Saved data entries
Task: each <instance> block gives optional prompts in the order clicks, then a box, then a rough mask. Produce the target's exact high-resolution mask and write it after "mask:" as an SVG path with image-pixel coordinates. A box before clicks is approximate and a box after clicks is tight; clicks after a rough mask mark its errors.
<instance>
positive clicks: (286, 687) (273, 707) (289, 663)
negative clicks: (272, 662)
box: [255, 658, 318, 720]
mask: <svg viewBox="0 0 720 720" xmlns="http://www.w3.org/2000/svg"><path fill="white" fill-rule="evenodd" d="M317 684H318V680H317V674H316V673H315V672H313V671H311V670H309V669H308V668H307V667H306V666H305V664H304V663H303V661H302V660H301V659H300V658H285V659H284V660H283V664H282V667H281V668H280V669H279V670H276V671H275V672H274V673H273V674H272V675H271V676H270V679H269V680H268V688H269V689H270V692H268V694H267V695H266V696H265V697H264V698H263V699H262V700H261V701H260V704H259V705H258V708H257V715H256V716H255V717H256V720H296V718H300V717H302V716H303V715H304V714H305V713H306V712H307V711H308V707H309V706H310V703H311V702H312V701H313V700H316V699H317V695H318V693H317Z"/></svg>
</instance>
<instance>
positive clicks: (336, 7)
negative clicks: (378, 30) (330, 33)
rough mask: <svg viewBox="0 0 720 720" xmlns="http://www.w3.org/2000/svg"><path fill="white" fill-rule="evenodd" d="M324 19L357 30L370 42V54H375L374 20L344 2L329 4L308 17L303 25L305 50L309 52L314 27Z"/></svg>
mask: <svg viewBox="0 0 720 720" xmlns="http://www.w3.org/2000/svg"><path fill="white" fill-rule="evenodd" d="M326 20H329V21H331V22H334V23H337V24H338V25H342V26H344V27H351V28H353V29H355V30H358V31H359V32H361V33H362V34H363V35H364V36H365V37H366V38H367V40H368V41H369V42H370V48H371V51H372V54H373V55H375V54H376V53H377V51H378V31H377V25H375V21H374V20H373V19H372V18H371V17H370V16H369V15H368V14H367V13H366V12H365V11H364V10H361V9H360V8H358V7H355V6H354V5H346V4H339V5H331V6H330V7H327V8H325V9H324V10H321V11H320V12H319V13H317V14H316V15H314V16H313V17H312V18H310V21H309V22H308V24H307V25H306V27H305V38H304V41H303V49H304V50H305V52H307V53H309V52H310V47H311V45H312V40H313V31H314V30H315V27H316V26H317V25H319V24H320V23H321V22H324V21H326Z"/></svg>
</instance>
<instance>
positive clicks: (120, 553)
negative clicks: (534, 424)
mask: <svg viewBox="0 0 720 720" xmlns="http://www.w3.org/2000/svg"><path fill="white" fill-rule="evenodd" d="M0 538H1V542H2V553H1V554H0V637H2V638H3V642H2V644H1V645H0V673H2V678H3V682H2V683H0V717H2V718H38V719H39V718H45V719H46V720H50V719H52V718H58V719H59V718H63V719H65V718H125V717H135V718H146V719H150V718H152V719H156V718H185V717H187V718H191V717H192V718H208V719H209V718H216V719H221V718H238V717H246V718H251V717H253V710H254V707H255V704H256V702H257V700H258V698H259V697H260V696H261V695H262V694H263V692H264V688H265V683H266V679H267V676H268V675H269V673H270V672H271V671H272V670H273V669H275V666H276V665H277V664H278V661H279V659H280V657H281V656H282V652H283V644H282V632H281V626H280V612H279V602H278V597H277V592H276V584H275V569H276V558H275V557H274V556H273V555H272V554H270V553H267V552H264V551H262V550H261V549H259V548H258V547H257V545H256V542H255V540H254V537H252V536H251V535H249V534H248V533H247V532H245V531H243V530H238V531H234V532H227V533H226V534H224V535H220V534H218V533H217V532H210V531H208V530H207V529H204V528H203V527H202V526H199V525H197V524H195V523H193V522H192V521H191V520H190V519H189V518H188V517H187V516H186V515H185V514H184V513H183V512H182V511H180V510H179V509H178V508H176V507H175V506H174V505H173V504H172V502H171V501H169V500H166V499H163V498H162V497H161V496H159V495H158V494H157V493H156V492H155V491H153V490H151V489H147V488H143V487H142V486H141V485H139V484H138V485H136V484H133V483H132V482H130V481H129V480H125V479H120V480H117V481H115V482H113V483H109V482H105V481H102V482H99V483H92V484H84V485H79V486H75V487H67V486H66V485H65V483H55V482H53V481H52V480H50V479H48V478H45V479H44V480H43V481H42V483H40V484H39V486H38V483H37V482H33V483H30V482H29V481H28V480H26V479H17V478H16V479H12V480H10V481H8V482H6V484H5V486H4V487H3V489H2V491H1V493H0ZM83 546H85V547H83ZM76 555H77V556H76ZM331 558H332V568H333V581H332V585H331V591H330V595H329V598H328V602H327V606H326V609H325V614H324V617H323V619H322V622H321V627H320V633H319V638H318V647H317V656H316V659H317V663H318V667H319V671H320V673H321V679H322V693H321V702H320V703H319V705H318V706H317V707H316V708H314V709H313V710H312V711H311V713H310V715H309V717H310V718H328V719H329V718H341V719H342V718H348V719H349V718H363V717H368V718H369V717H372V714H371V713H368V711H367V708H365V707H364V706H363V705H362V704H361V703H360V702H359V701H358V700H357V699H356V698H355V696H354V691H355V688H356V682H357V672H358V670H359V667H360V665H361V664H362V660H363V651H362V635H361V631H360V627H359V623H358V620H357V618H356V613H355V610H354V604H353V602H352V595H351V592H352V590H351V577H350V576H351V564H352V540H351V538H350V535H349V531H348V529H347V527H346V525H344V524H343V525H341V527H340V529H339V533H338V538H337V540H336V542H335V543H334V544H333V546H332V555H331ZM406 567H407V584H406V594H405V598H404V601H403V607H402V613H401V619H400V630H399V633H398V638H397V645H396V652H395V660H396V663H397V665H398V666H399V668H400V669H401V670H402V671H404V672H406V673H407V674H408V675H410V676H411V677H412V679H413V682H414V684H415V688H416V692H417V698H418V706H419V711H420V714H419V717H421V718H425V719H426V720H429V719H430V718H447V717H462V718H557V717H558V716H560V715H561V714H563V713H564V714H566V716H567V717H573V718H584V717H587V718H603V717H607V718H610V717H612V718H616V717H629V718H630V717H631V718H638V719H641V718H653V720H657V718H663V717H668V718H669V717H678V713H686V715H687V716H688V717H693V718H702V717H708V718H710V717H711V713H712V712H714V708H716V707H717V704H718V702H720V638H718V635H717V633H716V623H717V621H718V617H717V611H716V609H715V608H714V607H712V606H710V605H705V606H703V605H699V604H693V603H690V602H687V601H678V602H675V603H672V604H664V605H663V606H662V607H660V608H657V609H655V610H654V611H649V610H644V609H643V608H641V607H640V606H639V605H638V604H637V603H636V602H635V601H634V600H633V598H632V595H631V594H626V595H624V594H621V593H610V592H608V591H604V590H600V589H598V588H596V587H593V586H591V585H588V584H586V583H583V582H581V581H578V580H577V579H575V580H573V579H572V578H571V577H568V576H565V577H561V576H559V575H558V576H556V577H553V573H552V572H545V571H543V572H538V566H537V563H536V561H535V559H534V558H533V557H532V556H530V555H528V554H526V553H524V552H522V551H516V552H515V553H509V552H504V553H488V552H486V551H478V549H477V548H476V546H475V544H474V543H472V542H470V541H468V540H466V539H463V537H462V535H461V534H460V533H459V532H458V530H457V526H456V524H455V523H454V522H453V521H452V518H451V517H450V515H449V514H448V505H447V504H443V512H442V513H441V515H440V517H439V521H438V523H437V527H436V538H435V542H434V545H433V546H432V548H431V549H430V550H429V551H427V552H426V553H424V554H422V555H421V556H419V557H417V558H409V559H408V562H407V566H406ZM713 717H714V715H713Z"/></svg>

### PROBLEM
Can you copy every one of the lines above, character for character, leaving nothing out?

### TASK SOLUTION
Task: each <instance> block gives optional prompts in the order clicks, then a box, then a rough mask. Produce the target's exact high-resolution mask and write it after "mask:" as an SVG path with image-pixel coordinates. A box before clicks is approximate and a box after clicks is tight; clicks after a rough mask mark its errors.
<instance>
positive clicks: (286, 687) (273, 707) (289, 663)
negative clicks: (272, 662)
box: [255, 658, 318, 720]
mask: <svg viewBox="0 0 720 720" xmlns="http://www.w3.org/2000/svg"><path fill="white" fill-rule="evenodd" d="M317 684H318V680H317V674H316V673H315V672H313V671H311V670H309V669H308V668H307V667H306V666H305V664H304V663H303V661H302V660H301V659H300V658H285V659H284V660H283V664H282V667H281V668H280V669H279V670H276V671H275V672H274V673H273V674H272V675H271V676H270V679H269V680H268V688H269V689H270V692H268V694H267V695H266V696H265V697H264V698H263V699H262V700H261V701H260V704H259V705H258V708H257V715H256V716H255V717H256V720H296V718H300V717H302V716H303V715H304V714H305V713H306V712H307V711H308V707H309V706H310V703H311V702H312V701H313V700H316V699H317V695H318V693H317Z"/></svg>
</instance>
<instance>
positive clicks: (336, 7)
negative clicks: (378, 30) (330, 33)
rough mask: <svg viewBox="0 0 720 720" xmlns="http://www.w3.org/2000/svg"><path fill="white" fill-rule="evenodd" d="M324 19L357 30L370 42V54H375L374 20L344 2L329 4L308 17L303 25L305 50L309 52L314 27Z"/></svg>
mask: <svg viewBox="0 0 720 720" xmlns="http://www.w3.org/2000/svg"><path fill="white" fill-rule="evenodd" d="M326 20H329V21H331V22H334V23H337V24H338V25H342V26H344V27H351V28H353V29H355V30H358V31H359V32H361V33H362V34H363V35H364V36H365V37H366V38H367V40H368V41H369V42H370V48H371V51H372V54H373V55H375V54H376V53H377V51H378V31H377V25H375V21H374V20H373V19H372V18H371V17H370V16H369V15H368V14H367V13H366V12H365V11H364V10H361V9H360V8H358V7H355V6H354V5H346V4H339V5H331V6H330V7H327V8H325V9H324V10H321V11H320V12H319V13H317V14H316V15H314V16H313V17H312V18H310V21H309V22H308V24H307V25H306V27H305V38H304V41H303V49H304V50H305V52H307V53H309V52H310V47H311V45H312V40H313V31H314V30H315V27H316V26H317V25H319V24H320V23H321V22H324V21H326Z"/></svg>
</instance>
<instance>
positive clicks: (120, 553)
negative clicks: (534, 424)
mask: <svg viewBox="0 0 720 720" xmlns="http://www.w3.org/2000/svg"><path fill="white" fill-rule="evenodd" d="M0 538H1V542H2V553H1V554H0V637H2V638H3V642H2V644H1V645H0V673H2V678H3V682H2V683H0V717H2V718H38V719H39V718H45V719H46V720H50V719H52V718H58V719H59V718H63V719H65V718H125V717H135V718H146V719H150V718H152V719H156V718H185V717H187V718H191V717H192V718H208V719H209V718H216V719H221V718H238V717H246V718H251V717H253V710H254V707H255V704H256V702H257V700H258V698H259V697H260V696H261V695H262V694H263V692H264V688H265V683H266V679H267V676H268V675H269V673H270V672H271V671H272V670H273V669H275V666H276V665H277V664H278V661H279V659H280V657H281V656H282V652H283V644H282V632H281V626H280V612H279V602H278V597H277V592H276V584H275V569H276V558H275V557H274V556H273V555H272V554H270V553H267V552H264V551H262V550H261V549H259V548H258V547H257V545H256V542H255V540H254V537H252V536H251V535H249V534H248V533H247V532H245V531H243V530H238V531H234V532H227V533H226V534H224V535H220V534H218V533H217V532H210V531H208V530H207V529H204V528H203V527H202V526H199V525H197V524H195V523H193V522H192V521H191V520H190V519H189V518H188V517H187V516H186V515H185V514H184V513H183V512H182V511H180V510H179V509H178V508H176V507H175V506H174V505H173V504H172V502H171V501H169V500H166V499H163V498H162V497H161V496H159V495H158V494H157V493H156V492H155V491H153V490H151V489H147V488H143V487H142V486H141V485H139V484H138V485H136V484H133V483H132V482H130V481H129V480H125V479H120V480H117V481H115V482H113V483H109V482H105V481H102V482H99V483H92V484H84V485H79V486H75V487H67V486H66V485H65V483H55V482H53V481H52V480H50V479H48V478H45V479H44V480H43V481H42V483H40V484H39V486H38V483H37V482H33V483H30V482H29V481H28V480H26V479H17V478H16V479H12V480H10V481H8V482H6V484H5V486H4V487H3V489H2V491H1V493H0ZM83 546H85V547H83ZM76 555H77V556H76ZM331 558H332V568H333V581H332V585H331V591H330V595H329V598H328V602H327V606H326V609H325V614H324V617H323V619H322V622H321V627H320V633H319V638H318V647H317V656H316V659H317V663H318V667H319V671H320V673H321V679H322V693H321V702H320V703H319V705H318V706H317V707H316V708H314V709H313V710H312V711H311V713H310V715H309V717H310V718H328V719H329V718H341V719H342V718H348V719H349V718H363V717H368V718H369V717H372V714H371V713H368V711H367V708H365V707H364V706H363V705H362V704H361V703H360V702H359V701H358V700H357V699H356V698H355V696H354V691H355V688H356V682H357V672H358V670H359V667H360V665H361V664H362V660H363V651H362V635H361V631H360V627H359V623H358V620H357V618H356V613H355V610H354V604H353V602H352V595H351V592H352V590H351V577H350V576H351V564H352V540H351V538H350V535H349V531H348V529H347V527H346V525H344V524H343V525H341V527H340V529H339V533H338V538H337V540H336V542H335V543H334V544H333V546H332V555H331ZM406 567H407V584H406V594H405V598H404V601H403V607H402V613H401V619H400V630H399V633H398V638H397V645H396V652H395V660H396V663H397V665H398V666H399V668H400V669H401V670H402V671H404V672H406V673H407V674H408V675H410V676H411V677H412V679H413V682H414V684H415V688H416V692H417V698H418V706H419V711H420V714H419V717H421V718H425V719H426V720H429V719H430V718H447V717H462V718H557V717H558V716H560V715H561V714H563V713H564V714H566V716H567V717H573V718H584V717H587V718H603V717H607V718H610V717H612V718H616V717H629V718H630V717H631V718H638V719H641V718H653V720H657V718H663V717H668V718H669V717H678V713H686V715H687V716H688V717H693V718H702V717H708V718H710V717H711V713H712V712H714V708H716V707H717V704H718V702H720V638H718V635H717V633H716V623H717V621H718V617H717V611H716V609H715V608H714V607H712V606H710V605H705V606H703V605H699V604H693V603H690V602H687V601H678V602H675V603H672V604H664V605H663V606H662V607H660V608H657V609H655V610H654V611H649V610H644V609H643V608H641V607H640V606H639V605H638V604H637V603H636V602H635V601H634V600H633V598H632V595H631V594H626V595H624V594H621V593H610V592H608V591H604V590H600V589H598V588H596V587H593V586H591V585H588V584H586V583H583V582H581V581H578V580H577V579H575V580H573V579H572V578H571V577H568V576H565V577H561V576H559V575H558V576H556V577H553V573H552V572H545V571H543V572H538V566H537V563H536V561H535V559H534V558H533V557H532V556H530V555H528V554H526V553H524V552H522V551H516V552H515V553H509V552H504V553H488V552H486V551H478V549H477V548H476V546H475V544H474V543H472V542H470V541H468V540H466V539H463V537H462V535H461V534H460V533H459V532H458V530H457V526H456V524H455V523H454V522H453V521H452V518H451V517H450V515H449V514H448V505H447V504H443V512H442V513H441V515H440V517H439V521H438V523H437V527H436V538H435V542H434V545H433V546H432V548H431V549H430V550H429V551H427V552H426V553H424V554H422V555H421V556H419V557H417V558H409V559H408V562H407V566H406ZM713 717H714V715H713Z"/></svg>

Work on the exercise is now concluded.